Your goal
Transcribe the part of the Charles E. Warren biography starting with "- Died: July" and going on through "American glycobiologist (1962–2005)".

- Born: September 17, 1962 Guildford, U.K.
- Died: July 30, 2005 (aged 42) Calgary, Alberta, Canada
- Education: University of Oxford;
- Known for: Glycobiology
- Scientific career
- Fields: Glycobiology
- Workplaces: New Hampshire University
- Doctoral advisor: Raymond Dwek

= Charles E. Warren =

American glycobiologist (1962–2005)

Charles E. Warren (September 17, 1962 – July 30, 2005) was an assistant professor of biochemistry and molecular biology at the University of New Hampshire.

==Early life and education==
Warren was born on September 17, 1962, in Guildford, UK. He was son of Joan (Staples) Warren and the late Charles Peter Warren. He was educated at Oxford University, where he received his PhD in 1989 under the mentorship of Raymond Dwek, an eminent early leader in glycobiology. His thesis was entitled Glycosylation in Mice and Rats.

==Research==

After graduation he helped establish the first commercially focused effort in glycotechnology: Oxford Glycosystems, Ltd. He subsequently moved to Toronto, Canada, to broaden his interest in glycosyltransferase and spent his postdoctoral time with Dr. Harry Schachter at the Hospital for Sick Children in Toronto, and two years later across the street with Dr. Jim Dennis at the Lunenfeld-Tanenbaum Research Institute. Charles Warren moved to the University of New Hampshire in 2002 as an assistant professor in the Department of Biochemistry and Molecular Biology.

He conducted research on the structure-function relationships of glycosylation. These specific efforts focused on evolution, animal development and human diseases. He used C. elegans as his model organism.

==Awards==

After only three years at the University of New Hampshire, he was nominated for a named professorship, the Class of 1944 Award. This university-wide award recognizes outstanding faculty members.

==Death==
Charles Warren died on July 30, 2005, in a paragliding accident.

==Warren Workshops==
Since 2006, Warren Workshops are held every second years in Warren's memory. The initial purpose of the Warren Workshop series on Glycoconjugate Analysis was to bring together concerned analysts in the field to discuss the various methodologies in use with the aim to share and appraise protocols for carbohydrate sequencing.

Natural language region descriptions

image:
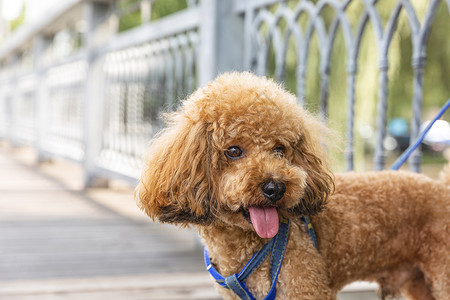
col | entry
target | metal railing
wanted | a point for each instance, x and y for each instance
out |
(99, 102)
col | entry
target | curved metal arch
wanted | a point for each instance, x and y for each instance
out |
(372, 16)
(391, 27)
(318, 25)
(287, 15)
(264, 43)
(341, 19)
(424, 33)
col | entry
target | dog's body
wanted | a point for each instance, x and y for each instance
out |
(240, 153)
(397, 235)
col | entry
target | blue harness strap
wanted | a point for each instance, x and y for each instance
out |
(276, 247)
(236, 282)
(402, 159)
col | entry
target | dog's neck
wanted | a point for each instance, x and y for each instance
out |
(230, 247)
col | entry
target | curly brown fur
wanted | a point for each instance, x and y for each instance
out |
(232, 137)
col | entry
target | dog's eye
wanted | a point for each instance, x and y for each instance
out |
(234, 152)
(279, 150)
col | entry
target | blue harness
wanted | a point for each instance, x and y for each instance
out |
(276, 247)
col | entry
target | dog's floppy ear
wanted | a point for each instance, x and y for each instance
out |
(311, 155)
(175, 184)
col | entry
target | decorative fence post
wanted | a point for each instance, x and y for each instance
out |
(221, 38)
(41, 44)
(95, 14)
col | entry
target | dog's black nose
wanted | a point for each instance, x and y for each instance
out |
(273, 190)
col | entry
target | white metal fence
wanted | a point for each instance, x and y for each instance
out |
(98, 102)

Answer below
- Died: July 30, 2005 (aged 42) Calgary, Alberta, Canada
- Education: University of Oxford;
- Known for: Glycobiology
- Scientific career
- Fields: Glycobiology
- Workplaces: New Hampshire University
- Doctoral advisor: Raymond Dwek

= Charles E. Warren =

American glycobiologist (1962–2005)